Prompt: Reproduce, word for word, the lines of the records below that run from the line containing "# test: point to the tall" through the line containing "Query: boat hull", inclusive.

Items:
-- START --

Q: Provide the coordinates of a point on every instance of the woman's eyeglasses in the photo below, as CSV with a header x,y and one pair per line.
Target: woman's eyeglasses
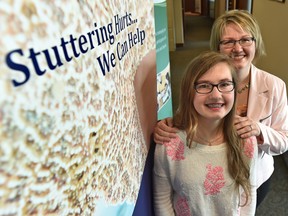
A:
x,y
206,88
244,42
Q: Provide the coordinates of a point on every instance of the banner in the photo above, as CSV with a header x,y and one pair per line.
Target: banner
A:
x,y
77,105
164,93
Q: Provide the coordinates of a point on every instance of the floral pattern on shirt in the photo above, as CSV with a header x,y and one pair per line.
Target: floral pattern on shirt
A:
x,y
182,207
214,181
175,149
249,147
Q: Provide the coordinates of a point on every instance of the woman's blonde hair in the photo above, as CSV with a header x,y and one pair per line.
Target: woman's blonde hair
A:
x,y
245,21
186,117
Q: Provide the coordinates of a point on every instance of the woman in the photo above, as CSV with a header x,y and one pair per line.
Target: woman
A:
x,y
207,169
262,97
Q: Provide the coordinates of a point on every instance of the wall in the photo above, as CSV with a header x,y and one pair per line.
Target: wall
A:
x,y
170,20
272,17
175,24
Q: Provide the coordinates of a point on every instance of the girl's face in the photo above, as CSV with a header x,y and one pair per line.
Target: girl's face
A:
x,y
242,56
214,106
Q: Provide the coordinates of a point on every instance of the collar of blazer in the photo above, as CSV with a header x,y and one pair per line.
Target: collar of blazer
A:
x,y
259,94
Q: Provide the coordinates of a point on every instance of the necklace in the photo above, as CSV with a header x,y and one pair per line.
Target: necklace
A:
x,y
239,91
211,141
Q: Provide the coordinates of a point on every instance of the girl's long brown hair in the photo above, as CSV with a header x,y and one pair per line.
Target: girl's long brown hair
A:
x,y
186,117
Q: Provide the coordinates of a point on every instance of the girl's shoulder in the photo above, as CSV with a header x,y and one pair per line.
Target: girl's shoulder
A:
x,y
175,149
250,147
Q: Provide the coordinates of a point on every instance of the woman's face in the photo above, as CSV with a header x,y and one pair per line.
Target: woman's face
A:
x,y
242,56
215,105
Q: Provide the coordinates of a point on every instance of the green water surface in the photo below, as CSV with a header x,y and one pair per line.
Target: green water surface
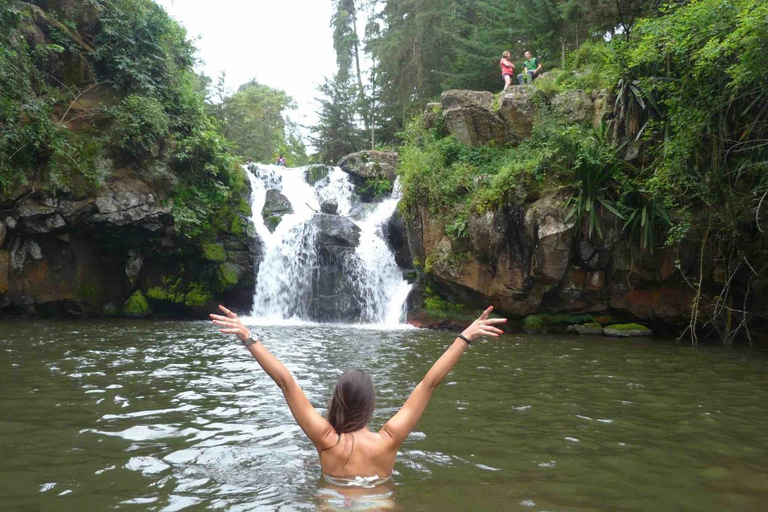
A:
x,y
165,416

-- END --
-- START --

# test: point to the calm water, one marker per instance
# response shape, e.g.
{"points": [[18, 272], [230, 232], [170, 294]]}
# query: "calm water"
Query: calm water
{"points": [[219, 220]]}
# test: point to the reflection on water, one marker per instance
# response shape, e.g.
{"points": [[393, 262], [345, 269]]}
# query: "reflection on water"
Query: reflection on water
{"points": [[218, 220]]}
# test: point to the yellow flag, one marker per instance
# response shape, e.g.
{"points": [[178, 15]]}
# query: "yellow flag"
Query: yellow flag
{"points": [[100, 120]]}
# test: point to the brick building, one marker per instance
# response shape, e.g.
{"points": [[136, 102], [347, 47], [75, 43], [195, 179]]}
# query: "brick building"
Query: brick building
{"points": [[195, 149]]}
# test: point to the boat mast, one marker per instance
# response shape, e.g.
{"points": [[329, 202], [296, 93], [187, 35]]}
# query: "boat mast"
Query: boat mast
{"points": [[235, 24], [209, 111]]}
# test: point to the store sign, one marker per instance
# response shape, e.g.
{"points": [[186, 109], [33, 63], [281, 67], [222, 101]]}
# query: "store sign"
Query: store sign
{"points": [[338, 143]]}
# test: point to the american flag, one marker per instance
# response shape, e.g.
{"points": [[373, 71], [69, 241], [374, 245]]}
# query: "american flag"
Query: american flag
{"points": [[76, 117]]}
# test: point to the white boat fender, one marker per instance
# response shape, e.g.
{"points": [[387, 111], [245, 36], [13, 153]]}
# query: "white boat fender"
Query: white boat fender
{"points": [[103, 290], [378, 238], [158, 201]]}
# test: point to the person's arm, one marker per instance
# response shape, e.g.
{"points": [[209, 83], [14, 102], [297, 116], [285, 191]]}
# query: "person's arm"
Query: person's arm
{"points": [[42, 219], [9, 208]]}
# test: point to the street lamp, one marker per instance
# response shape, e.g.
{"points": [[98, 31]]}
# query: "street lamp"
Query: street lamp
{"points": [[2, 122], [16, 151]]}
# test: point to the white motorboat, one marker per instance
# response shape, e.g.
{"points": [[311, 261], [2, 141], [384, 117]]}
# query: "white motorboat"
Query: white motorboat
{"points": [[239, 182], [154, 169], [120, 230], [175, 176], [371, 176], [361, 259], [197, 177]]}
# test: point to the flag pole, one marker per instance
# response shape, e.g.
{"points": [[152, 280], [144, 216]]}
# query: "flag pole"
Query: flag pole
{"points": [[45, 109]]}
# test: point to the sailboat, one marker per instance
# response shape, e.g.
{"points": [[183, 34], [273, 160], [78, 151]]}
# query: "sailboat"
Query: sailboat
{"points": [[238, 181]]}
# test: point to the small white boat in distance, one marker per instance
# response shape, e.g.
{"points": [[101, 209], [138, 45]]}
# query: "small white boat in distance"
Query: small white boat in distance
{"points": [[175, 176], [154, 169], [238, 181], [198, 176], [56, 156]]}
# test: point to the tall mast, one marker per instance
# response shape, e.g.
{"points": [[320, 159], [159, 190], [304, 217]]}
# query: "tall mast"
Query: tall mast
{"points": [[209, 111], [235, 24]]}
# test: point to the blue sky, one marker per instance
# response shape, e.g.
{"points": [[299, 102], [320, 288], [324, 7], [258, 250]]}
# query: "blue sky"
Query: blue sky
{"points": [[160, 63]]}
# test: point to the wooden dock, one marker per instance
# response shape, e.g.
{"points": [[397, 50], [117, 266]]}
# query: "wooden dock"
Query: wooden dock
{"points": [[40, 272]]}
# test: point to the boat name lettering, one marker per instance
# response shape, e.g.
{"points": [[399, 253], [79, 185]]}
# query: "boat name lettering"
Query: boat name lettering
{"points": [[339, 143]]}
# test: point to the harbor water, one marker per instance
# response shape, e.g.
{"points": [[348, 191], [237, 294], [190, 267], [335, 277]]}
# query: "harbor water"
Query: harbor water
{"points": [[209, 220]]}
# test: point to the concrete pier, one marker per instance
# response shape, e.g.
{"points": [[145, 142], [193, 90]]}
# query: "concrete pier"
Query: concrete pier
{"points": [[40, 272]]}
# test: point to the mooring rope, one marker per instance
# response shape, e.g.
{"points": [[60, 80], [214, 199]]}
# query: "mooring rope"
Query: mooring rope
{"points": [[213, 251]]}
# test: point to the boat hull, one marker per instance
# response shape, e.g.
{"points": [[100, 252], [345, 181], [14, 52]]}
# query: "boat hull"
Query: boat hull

-- END --

Solution to this problem:
# test: point to the tall mast, one marker per instance
# response shape, e.g.
{"points": [[320, 159], [159, 190], [304, 217]]}
# query: "tall mast"
Query: tall mast
{"points": [[209, 111], [235, 24]]}
# test: point to the blue sky, one marker per instance
# response shape, e.g.
{"points": [[299, 102], [320, 288], [324, 7], [258, 250]]}
# query: "blue sky"
Query: blue sky
{"points": [[160, 63]]}
# test: point to the wooden dock, one marker per instance
# response shape, e.g.
{"points": [[397, 50], [117, 266]]}
# query: "wooden dock"
Query: wooden dock
{"points": [[40, 272]]}
# test: point to the boat name lettering, one marker per instance
# response shape, e.g.
{"points": [[399, 253], [79, 185]]}
# query: "boat name lettering"
Query: boat name lettering
{"points": [[339, 143]]}
# test: point to the harbor water, one marker per instance
# response shape, e.g.
{"points": [[348, 191], [237, 294], [190, 267], [335, 277]]}
# query: "harbor water"
Query: harbor water
{"points": [[209, 220]]}
# test: point to the concrete pier, one marker per instance
# response shape, e.g.
{"points": [[145, 142], [193, 90]]}
# query: "concrete pier"
Query: concrete pier
{"points": [[40, 272]]}
# test: point to the mooring rope, one marker per instance
# response shape, e.g.
{"points": [[60, 80], [214, 199]]}
# query: "mooring rope"
Query: mooring rope
{"points": [[213, 251]]}
# test: point to the boat hull, one marker per instance
# response shape, e.g.
{"points": [[100, 252], [345, 181], [14, 52]]}
# query: "boat hull"
Query: boat hull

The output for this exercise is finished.